**Set tasks**
A. Write out the passage about building a shared vision for the school from "This got the" up to and including "ideas they had.".
B. Extend the account of planning a shared vision with the school's families, picking up after its last line.
:: Excerpt to read ::
I walked away from that day with my mind brimming with ideas.  We collected a lot of great information, but I knew the conversation couldn’t stop there.  We needed to engage more people, collect more feedback and continue the dialogue started that day. The result could be a shared vision that went beyond just our district or school by integrating all of the stakeholders in our community.  This would pervade everything we did and shape the culture of our school.

Beginning Stages of the Work

Knowing that a great way to engage the parent community was to first go through our PTA, I reached out to Erin Stratton, our dynamic PTA president.  An organizational ninja, filled with ideas and always willing to lend a helping hand, she has been such an asset to our school both inside and out.

When I initially proposed the idea of engaging families in creating a shared vision of the school she agreed with me that this was a great idea, but posed a really great question:

How are you going to engage all stakeholders?  Not just the ones who come to all of the meetings.  How will you ensure that all voices are heard?

This question literally drove the rest of our conversation for the meeting as we brainstormed ways to get more people to come.  We talked about typical ideas like making it fun, including food and maybe even holding it off school property so that we could include an adult beverage or two.  What really struck me though was Erin’s honest conversation with me about the need to open up the school, give parents a window into what was happening in the classroom.  Parents will always come if it is somehow connected to the kids and they can gain a greater understanding of how their children are learning.

This got the wheels turning in my mind again.  I thought about doing a learning fair where we opened up the entire school and students could pick any sort of way they wanted to demonstrate their learning.  Parents could move around the school, talk to the teachers and students, and get a sense of what learning looked like.  After they did this we would have break out rooms to discuss what they saw and talk about what resonated and also other ideas they had.

The biggest obstacle I saw with this was time.   When would students work on these projects?  If it was going to be during the school day how would teachers feel about giving up some of their instructional time to facilitate these projects?  The other tricky component would be asking teachers to give up a night for essentially another Open House at our school.

At the end of the meeting, we talked about building excitement for the event and advertising it to our community.  I don’t remember whose idea it initially was, but we decided that some sort of promotional video that involved students would be a great idea to spark conversation and get people interested.  It would include snippets of instruction as well as some sound bites.  I told Erin I would reach out to Kate Allt in our communications department to help produce it.

We also sketched out some questions that we wanted to ask parents at the event to spark the conversation and decided that we would have a sign-up that night for parents to join a Shared Vision Committee that would do the work of putting the vision into action.  The questions we initially thought we would ask were:

What resonated with you about what you saw in the video?

What was your experience like in school?  What do you still use now?

What do you wish they would have learned in school?

What do you most value for their children in school?

What is your vision for your child’s future?
:::
:: Dataset extract ::
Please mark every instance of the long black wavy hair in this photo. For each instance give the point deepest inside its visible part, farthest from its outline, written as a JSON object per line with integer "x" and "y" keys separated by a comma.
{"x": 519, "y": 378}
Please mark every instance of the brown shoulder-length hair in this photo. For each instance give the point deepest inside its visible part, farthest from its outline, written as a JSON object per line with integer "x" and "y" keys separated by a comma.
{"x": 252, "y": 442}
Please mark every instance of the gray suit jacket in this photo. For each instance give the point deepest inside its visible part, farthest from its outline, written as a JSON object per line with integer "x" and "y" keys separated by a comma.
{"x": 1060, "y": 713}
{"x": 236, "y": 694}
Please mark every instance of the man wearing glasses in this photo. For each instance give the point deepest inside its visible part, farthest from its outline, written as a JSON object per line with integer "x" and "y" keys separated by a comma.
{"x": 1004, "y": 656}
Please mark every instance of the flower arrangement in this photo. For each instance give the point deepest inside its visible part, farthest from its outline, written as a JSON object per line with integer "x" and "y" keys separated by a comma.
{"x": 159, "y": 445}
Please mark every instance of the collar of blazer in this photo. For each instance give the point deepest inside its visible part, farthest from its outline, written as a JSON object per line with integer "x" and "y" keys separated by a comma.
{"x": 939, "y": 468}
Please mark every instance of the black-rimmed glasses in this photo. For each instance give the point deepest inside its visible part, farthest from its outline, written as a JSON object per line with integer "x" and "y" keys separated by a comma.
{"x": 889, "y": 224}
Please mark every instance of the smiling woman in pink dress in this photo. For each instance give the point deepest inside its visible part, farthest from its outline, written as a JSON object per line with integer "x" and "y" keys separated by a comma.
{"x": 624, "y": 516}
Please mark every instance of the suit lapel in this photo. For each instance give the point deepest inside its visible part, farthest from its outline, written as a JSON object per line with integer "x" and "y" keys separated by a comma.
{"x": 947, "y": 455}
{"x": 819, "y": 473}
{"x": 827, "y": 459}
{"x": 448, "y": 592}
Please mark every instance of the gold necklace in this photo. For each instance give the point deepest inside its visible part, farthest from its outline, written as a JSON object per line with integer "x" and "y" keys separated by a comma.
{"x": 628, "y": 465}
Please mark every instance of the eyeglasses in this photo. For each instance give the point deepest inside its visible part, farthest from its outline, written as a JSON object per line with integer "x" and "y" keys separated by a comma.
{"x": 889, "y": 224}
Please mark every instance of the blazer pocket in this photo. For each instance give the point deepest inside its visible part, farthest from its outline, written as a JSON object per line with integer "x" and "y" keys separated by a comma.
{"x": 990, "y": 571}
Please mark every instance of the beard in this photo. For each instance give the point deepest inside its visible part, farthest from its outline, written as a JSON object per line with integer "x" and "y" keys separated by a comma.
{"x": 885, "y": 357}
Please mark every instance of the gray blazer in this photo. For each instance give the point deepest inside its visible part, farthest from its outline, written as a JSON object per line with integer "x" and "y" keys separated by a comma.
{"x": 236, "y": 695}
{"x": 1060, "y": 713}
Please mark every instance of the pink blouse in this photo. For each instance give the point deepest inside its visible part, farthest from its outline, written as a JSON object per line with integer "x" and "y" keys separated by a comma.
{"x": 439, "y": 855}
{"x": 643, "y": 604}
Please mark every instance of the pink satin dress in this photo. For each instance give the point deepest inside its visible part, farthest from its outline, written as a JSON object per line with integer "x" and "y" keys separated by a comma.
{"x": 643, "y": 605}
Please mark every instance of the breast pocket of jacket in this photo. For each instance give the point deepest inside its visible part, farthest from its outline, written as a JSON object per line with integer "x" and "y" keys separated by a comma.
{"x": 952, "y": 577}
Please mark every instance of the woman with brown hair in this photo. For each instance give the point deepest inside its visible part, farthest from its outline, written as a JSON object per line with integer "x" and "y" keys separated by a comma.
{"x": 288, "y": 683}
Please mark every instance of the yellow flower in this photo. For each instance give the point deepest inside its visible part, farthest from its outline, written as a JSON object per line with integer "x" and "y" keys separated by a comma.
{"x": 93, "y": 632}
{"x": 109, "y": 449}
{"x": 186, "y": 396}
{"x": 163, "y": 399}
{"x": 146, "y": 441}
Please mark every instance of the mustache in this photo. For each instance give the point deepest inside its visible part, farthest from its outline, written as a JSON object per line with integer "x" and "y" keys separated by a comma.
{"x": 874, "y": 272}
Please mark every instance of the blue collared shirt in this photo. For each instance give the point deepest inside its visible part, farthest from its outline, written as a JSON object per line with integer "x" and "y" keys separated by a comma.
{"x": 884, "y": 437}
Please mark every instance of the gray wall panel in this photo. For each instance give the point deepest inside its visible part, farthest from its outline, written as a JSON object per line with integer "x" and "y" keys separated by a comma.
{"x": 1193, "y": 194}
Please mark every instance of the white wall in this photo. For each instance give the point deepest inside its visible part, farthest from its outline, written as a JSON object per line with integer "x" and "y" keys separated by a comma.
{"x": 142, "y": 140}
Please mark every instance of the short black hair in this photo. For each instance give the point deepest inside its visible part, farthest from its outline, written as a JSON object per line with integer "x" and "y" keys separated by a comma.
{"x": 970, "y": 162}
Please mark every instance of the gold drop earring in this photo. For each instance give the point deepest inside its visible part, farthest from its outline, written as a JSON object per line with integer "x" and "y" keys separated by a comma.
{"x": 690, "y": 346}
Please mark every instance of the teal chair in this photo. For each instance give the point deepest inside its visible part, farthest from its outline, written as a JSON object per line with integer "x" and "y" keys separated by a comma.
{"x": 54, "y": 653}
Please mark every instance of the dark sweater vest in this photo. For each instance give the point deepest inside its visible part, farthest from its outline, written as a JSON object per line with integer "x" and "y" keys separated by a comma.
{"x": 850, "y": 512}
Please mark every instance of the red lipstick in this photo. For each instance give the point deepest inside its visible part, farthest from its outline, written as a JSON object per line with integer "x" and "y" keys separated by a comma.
:::
**Written answers**
A.
This got the wheels turning in my mind again.  I thought about doing a learning fair where we opened up the entire school and students could pick any sort of way they wanted to demonstrate their learning.  Parents could move around the school, talk to the teachers and students, and get a sense of what learning looked like.  After they did this we would have break out rooms to discuss what they saw and talk about what resonated and also other ideas they had.

B.
Hawthorne wishes for the school…

As Erin left the meeting I was excited about the work that was before me, but nervous about how it would actually all play out.  The idea of a movie about our school really resonated with me and I started thinking it could go beyond just the promo and be the focus of the evening.  I decided to reach out to Katie Martin to get her feedback on the idea and sent her an email with an outline of the plan.  She liked the idea of inviting the community to a movie night that would spark conversation about a shared vision for our school, but added one piece of advice that ended up changing the trajectory of the film:

“I think you should definitely invite students to the movie night and see if a few of them can help you out the movie together. Their insights throughout the process would be valuable.”

I couldn’t believe I hadn’t considered this.  I was currently working with a group of 5th grade students, The Hawthorne Hawkeye (YouTube Club as the kids affectionately named it), who were learning about video production with the goal of creating 5-10 minute videos about each classroom in our school.  We had spent most of the year working on building their skills and understanding of film, but hadn’t actually started creating the mini-documentaries yet.  They would be the perfect group to do the work of telling our school’s story.

Excited (yes, I know I get excited a lot), I reached back out to Erin to meet up again and talk to her about the slight shift in plans.  She was in agreement that this was a good plan and we sketched out a tentative agenda for a “Movie Premiere Night” complete with popcorn, tickets to the event and maybe even a red carpet.  The attendees (parents & teachers & involved students) would first watch the film and then meet in break-out sessions to discuss the questions listed above.  After this, groups would carousel around to read other groups responses and we would create a list of themes.  There would be a sign-up sheet for anyone who was interested in continuing the conversation and actually putting the vision into action. We decided to replace the PTA meeting on February 19th with the premiere which was a little over 3 months away.

Getting the Students Involved

Creating the video with the students was a three-step process with many intricate details and nuances along the way.  I sincerely wish that I could say that the students drove the entire process, but with the time crunch and the fact that I could only meet with them once a week, I did take control of facilitating and designing of the structure and process.

Because asking good questions was going to be key to building a great film we started there, brainstorming questions for both our teachers and parents.  Based on what we captured in interviews, it was our intention to then go in and capture “B Roll Footage” of classroom instruction that matched what the interviewees said.

In designing the questions I told the students that we wanted to capture what was positive about learning at our school, what made Hawthorne unique and what are some hopes for the future.  After working in partnerships to come up with ideas, our teacher questions ended up as the following:

  1. How long have you been teaching at Hawthorne and why did you become a teacher?
  2. What is your favorite thing about teaching or What’s your favorite teaching moment?
  3. What are attributes that you think a good learner should have?
  4. What is your favorite thing about Hawthorne school?
  5. What do you expect from your students?
  6. Is there something that you want your kids to learn that you don’t teach? If so, what is it?
  7. Did you like school when you were a kid?  If so, what was your favorite subject?
  8. What is your favorite subject to teach?  Why?
  9. What is your ideal classroom or school?

We then set up a schedule for teachers to sign-up to be interviewed during their lunch hour in our library and TRC.  The students worked in teams of two to interview each teacher, one working the camera and the other being the interviewer.  Mr. Chambers was kind enough to send over York High School students from Ytv to mentor the students prior to this in how to use the cameras and tips for capturing the best shots.  I could see from the way that the students operated behind the camera as well as performed in front of it that this had a lasting effect on their work.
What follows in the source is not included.